Stored data entries:
════════════════
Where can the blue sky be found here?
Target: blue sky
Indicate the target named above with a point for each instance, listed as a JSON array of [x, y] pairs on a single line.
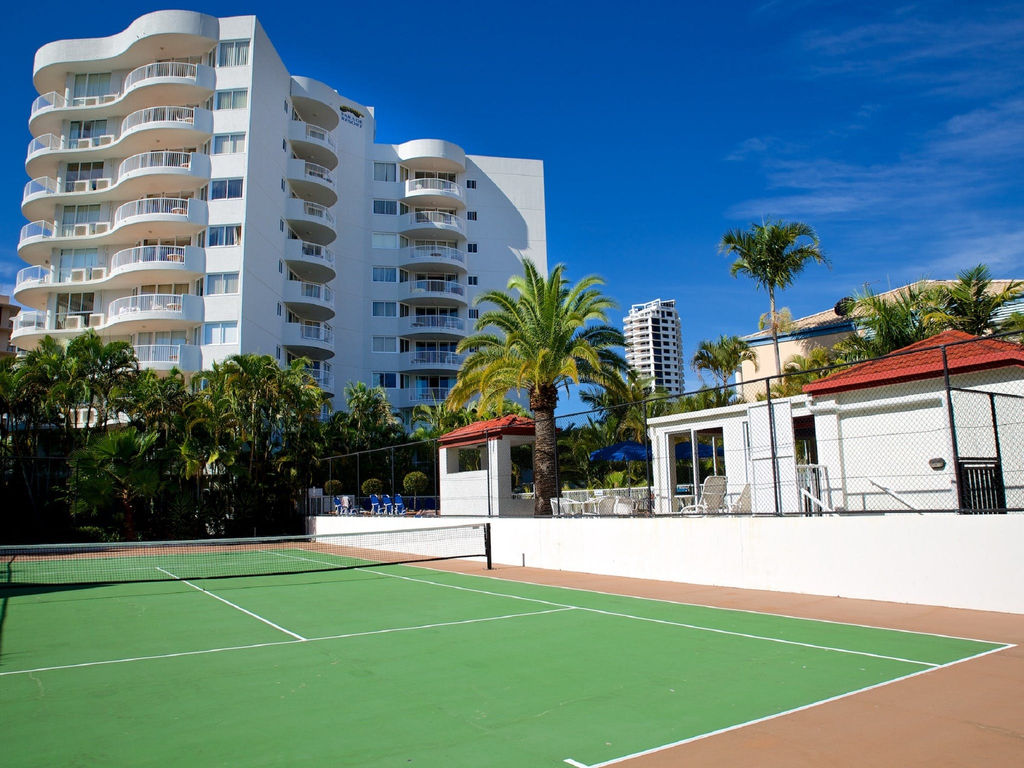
[[897, 131]]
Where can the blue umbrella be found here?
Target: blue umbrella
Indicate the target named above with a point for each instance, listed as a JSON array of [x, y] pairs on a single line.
[[627, 451]]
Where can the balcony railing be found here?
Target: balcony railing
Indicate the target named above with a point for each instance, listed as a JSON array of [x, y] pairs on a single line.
[[435, 253], [155, 160], [158, 115], [320, 134], [437, 322], [145, 254], [160, 70], [152, 206], [432, 184], [435, 358], [436, 286], [151, 302]]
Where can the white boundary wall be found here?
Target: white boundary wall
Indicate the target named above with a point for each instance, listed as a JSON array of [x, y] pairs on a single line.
[[949, 560]]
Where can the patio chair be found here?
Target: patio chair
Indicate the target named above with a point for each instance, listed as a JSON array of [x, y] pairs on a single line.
[[712, 498]]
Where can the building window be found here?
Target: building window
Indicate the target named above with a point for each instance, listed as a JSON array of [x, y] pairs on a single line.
[[225, 188], [220, 333], [233, 53], [385, 344], [238, 99], [221, 283], [385, 172], [229, 143], [226, 235]]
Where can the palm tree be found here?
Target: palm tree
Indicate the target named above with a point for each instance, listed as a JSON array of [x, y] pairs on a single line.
[[550, 335], [970, 304], [772, 254], [722, 356]]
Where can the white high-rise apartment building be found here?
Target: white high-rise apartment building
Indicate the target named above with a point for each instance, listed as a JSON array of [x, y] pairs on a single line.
[[654, 343], [190, 196]]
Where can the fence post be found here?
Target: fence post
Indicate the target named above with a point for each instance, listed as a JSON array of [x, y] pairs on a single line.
[[774, 456], [952, 431]]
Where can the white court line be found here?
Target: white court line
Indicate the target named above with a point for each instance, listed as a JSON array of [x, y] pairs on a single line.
[[281, 642], [664, 622], [228, 602], [737, 726]]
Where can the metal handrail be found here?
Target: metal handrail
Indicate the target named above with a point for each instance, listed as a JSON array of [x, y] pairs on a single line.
[[158, 115], [161, 70], [177, 206], [155, 160], [432, 184], [143, 254], [150, 302]]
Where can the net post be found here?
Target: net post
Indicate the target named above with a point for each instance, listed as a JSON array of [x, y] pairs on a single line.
[[486, 544]]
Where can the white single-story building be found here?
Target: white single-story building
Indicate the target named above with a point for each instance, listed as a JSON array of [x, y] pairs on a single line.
[[887, 434]]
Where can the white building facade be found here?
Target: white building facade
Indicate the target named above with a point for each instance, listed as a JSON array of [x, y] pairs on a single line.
[[189, 196], [654, 343]]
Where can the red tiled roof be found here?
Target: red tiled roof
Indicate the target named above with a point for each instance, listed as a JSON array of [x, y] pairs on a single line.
[[492, 429], [924, 360]]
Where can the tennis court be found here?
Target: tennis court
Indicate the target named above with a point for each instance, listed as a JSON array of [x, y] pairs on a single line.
[[395, 664]]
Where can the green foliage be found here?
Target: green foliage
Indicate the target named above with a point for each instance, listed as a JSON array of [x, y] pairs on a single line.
[[415, 483]]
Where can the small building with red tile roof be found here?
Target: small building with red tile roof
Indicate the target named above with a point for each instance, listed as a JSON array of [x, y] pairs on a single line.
[[884, 435], [476, 470]]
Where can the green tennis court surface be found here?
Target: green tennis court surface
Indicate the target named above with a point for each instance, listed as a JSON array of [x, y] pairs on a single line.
[[403, 666]]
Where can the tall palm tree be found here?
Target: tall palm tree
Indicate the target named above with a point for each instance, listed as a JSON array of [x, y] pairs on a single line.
[[722, 356], [970, 304], [550, 335], [772, 255]]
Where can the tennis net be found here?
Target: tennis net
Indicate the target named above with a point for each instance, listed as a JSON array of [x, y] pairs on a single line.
[[221, 558]]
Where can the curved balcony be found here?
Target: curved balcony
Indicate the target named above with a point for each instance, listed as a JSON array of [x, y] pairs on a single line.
[[147, 129], [311, 221], [430, 224], [311, 181], [432, 155], [138, 175], [161, 82], [311, 262], [433, 192], [436, 292], [427, 361], [436, 327], [156, 264], [154, 311], [440, 257], [309, 299], [313, 143], [314, 342], [162, 357]]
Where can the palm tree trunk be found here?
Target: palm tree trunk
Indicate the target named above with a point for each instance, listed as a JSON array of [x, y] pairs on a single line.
[[774, 330]]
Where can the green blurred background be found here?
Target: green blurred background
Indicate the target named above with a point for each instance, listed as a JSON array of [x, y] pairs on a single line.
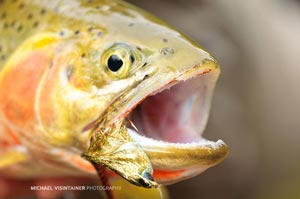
[[256, 106]]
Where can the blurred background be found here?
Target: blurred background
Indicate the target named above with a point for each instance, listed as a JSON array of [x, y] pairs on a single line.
[[256, 106]]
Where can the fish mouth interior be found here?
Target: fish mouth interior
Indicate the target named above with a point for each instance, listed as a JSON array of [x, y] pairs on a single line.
[[176, 114]]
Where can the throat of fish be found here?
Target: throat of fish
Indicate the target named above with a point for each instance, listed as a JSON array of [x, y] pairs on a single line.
[[113, 148]]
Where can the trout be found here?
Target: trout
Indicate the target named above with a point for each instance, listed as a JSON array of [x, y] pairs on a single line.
[[91, 86]]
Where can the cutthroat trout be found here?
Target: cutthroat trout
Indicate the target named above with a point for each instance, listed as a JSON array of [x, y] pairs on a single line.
[[91, 86]]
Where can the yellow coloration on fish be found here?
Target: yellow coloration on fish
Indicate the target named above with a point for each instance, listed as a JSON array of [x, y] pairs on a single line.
[[73, 70], [115, 149]]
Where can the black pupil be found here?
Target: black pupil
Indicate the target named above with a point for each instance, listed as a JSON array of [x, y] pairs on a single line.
[[114, 63]]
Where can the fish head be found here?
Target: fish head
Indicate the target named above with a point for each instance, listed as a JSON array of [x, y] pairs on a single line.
[[131, 65]]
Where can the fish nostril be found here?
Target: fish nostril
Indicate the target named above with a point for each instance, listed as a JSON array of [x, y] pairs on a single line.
[[167, 51], [143, 183]]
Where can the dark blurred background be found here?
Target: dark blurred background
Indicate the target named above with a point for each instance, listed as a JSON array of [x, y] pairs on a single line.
[[256, 106]]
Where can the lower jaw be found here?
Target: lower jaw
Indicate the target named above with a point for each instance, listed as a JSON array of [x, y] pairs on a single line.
[[173, 162]]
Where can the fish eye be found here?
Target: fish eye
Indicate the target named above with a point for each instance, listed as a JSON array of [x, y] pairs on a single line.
[[119, 60], [114, 63]]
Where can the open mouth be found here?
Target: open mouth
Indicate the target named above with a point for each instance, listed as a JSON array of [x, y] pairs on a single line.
[[169, 125]]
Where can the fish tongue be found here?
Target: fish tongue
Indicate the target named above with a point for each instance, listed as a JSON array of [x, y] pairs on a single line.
[[113, 148]]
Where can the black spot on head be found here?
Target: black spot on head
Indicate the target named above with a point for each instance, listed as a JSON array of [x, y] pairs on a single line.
[[51, 64], [148, 176], [43, 11], [20, 27], [5, 25], [21, 6], [132, 59], [114, 63], [35, 24], [143, 183], [76, 32], [12, 24], [29, 16], [3, 16]]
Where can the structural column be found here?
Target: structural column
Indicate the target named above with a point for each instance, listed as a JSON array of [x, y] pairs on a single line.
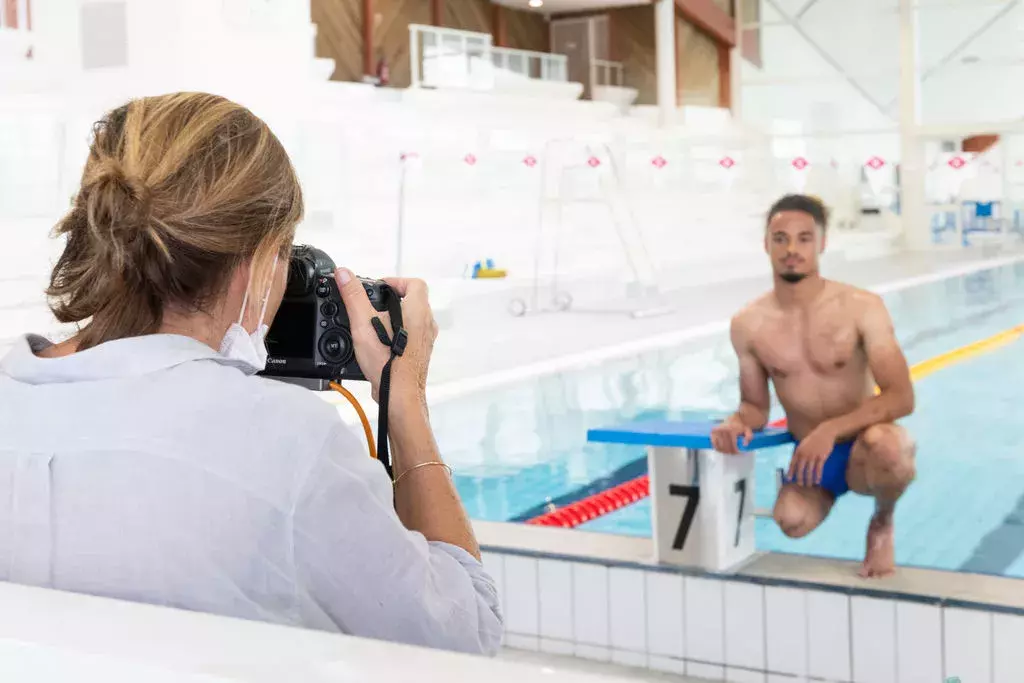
[[736, 63], [368, 38], [665, 41], [916, 231]]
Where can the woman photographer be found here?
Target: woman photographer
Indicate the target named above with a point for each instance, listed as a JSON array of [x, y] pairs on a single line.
[[142, 459]]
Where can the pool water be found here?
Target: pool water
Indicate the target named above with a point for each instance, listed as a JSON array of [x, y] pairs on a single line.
[[516, 450]]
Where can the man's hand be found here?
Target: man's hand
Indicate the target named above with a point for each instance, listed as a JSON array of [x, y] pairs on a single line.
[[808, 462], [725, 436]]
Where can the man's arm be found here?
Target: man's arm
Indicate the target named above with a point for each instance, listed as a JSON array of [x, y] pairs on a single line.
[[755, 398], [888, 365]]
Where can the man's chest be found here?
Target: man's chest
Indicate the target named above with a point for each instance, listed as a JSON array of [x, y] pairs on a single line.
[[787, 346]]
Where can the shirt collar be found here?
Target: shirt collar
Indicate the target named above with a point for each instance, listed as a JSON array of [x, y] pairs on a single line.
[[131, 356]]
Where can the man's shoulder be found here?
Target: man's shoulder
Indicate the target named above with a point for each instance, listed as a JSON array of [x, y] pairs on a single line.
[[856, 299], [853, 293], [749, 318]]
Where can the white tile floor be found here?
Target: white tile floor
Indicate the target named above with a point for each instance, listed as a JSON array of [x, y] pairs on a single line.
[[597, 668]]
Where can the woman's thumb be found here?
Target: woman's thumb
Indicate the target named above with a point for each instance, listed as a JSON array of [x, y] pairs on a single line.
[[355, 299]]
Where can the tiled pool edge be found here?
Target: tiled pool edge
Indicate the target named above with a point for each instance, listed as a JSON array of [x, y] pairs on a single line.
[[756, 625]]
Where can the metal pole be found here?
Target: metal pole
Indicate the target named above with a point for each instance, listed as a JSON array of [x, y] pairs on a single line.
[[401, 218], [665, 47], [414, 56], [912, 198]]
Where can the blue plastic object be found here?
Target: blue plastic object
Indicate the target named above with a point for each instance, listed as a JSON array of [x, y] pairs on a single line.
[[680, 435]]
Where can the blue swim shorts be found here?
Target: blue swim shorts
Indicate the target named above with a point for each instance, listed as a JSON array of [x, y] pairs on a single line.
[[834, 474]]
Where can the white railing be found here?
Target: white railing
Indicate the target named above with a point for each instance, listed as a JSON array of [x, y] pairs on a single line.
[[452, 58], [543, 66], [603, 72]]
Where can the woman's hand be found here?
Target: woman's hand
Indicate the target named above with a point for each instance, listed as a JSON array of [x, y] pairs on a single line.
[[410, 371]]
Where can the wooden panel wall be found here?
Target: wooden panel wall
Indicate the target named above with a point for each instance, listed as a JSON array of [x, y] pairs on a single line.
[[697, 72], [725, 6], [526, 31], [751, 13], [339, 36], [632, 42], [391, 34], [466, 14]]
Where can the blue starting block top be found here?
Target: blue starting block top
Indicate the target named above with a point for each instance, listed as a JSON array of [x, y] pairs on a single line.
[[681, 435]]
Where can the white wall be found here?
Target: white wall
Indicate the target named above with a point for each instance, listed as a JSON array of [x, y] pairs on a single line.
[[688, 214], [841, 71]]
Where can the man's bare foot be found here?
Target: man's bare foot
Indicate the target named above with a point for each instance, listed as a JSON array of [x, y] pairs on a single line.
[[881, 557]]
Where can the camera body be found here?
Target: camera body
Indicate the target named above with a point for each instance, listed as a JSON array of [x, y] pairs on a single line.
[[310, 341]]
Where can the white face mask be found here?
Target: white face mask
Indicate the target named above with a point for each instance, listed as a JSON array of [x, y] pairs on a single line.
[[249, 349]]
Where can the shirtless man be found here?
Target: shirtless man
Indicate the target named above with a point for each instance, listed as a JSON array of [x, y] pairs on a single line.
[[824, 346]]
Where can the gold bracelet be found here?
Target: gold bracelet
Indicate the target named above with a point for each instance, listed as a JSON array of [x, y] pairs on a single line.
[[416, 467]]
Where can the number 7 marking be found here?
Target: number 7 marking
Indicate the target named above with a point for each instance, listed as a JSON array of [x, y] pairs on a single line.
[[692, 496], [741, 489]]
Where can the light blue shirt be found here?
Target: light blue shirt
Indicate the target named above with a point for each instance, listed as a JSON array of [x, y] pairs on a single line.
[[153, 469]]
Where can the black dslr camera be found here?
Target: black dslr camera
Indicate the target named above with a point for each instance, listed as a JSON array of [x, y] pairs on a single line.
[[310, 341]]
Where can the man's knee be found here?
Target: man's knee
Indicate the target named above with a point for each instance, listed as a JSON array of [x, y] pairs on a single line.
[[891, 454], [795, 517]]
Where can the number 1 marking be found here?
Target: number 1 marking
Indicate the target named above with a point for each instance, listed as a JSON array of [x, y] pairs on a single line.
[[692, 496], [741, 489]]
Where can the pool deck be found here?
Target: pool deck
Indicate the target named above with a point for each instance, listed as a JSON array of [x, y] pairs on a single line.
[[466, 359], [950, 588]]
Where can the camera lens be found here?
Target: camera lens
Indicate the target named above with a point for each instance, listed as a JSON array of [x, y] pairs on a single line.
[[336, 347]]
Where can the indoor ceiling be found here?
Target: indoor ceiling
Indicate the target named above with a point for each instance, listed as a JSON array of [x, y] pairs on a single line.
[[561, 6]]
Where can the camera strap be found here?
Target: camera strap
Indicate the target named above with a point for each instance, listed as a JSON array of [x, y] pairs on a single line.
[[397, 346]]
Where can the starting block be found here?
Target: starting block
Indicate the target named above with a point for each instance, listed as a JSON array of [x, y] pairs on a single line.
[[701, 501]]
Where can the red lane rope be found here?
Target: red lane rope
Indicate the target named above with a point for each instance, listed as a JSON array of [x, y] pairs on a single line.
[[602, 503]]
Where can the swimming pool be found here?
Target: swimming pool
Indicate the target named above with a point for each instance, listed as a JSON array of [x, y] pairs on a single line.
[[518, 449]]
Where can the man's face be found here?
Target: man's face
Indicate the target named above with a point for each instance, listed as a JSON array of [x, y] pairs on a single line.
[[794, 242]]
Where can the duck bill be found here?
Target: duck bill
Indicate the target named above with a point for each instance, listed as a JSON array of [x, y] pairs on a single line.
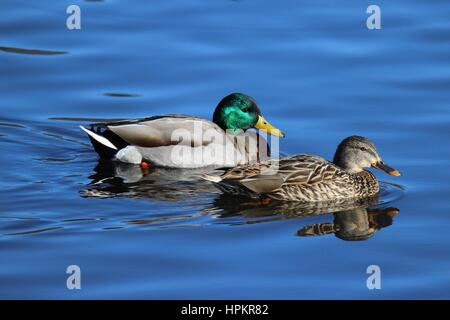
[[384, 167], [263, 124]]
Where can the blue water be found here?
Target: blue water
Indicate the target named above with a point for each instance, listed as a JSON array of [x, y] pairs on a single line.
[[317, 73]]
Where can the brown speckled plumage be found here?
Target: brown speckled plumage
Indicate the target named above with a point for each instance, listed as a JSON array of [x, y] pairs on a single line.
[[308, 178]]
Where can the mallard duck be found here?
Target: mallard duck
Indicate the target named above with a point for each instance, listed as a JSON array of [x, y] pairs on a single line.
[[183, 141], [310, 178]]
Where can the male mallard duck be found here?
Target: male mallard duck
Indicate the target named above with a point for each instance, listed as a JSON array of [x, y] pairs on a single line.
[[309, 178], [184, 141]]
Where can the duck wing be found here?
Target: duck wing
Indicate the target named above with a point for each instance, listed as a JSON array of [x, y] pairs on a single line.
[[165, 130], [301, 170]]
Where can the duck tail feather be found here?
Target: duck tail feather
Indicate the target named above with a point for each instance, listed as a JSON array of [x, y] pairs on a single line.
[[103, 146]]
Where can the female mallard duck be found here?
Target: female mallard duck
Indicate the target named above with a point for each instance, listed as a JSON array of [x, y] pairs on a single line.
[[308, 178], [183, 141]]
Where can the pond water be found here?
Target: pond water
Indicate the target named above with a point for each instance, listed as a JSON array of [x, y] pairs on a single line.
[[317, 73]]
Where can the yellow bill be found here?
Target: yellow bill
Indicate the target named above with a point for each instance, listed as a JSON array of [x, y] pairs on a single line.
[[263, 124]]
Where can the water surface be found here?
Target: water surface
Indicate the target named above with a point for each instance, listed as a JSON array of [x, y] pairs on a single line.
[[317, 73]]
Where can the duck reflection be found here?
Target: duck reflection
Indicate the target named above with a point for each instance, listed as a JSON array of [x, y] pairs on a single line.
[[353, 225], [352, 220], [113, 179]]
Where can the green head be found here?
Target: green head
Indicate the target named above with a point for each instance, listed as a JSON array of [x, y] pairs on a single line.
[[238, 111]]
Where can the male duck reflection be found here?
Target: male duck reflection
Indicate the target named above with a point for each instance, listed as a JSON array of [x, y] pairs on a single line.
[[309, 178], [160, 140]]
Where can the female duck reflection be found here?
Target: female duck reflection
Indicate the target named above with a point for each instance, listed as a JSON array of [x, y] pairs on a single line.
[[353, 225]]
════════════════
* EXERCISE BRIEF
The lines to extract from the data above begin with the line containing "Target: man's arm" and end with the line containing "Target: blue plastic object". Extract them exactly, including both.

* FINISHED EXERCISE
Target: man's arm
Indicate the target named above with a point for each instance, listed as a JSON array of [x, y] pairs on a single line.
[[755, 398], [888, 365]]
Where can the man's chest be found here?
Target: man's chest
Indicate the target named above with a point for each instance, listed as a JSON array of [x, y] pairs on a single line.
[[787, 346]]
Where can the shirt collar be found here?
Target: shirt collar
Indicate the target named above with a point for each instance, listed as a JSON array of [x, y] pairs on a single line.
[[131, 356]]
Where can the man's shoulder be found here?
Target: man's shoulder
Indicate the target named above with a point for each instance, listed as a JSON array of [x, y] pairs on a single line.
[[856, 299], [853, 293], [749, 318]]
Where can the white tile floor be found here?
Target: white tile floor
Indicate the target named above with a point for each instance, listed as a JSON array of [x, y] pairs on a single line.
[[597, 668]]
Where can the woman's thumb be found here?
Target: woman's thumb
Indicate the target named above with a point for each instance, listed as a JSON array of [x, y] pairs on a single line.
[[355, 299]]
Where can the tiled pool edge be found here?
Target: tiled pool edge
Indicate the target named above with a point for each instance, listed as a JSON array of [x, y] pairs on a single line.
[[756, 625]]
Where can the metal pole be found here?
Target: metal pole
Indicate the target named above with a point for each instance, listed as a JSON array of [x, y] pairs on a single line.
[[401, 218], [665, 47], [414, 56], [912, 198]]
Where can the blue plastic object be found here?
Target: blue plastic object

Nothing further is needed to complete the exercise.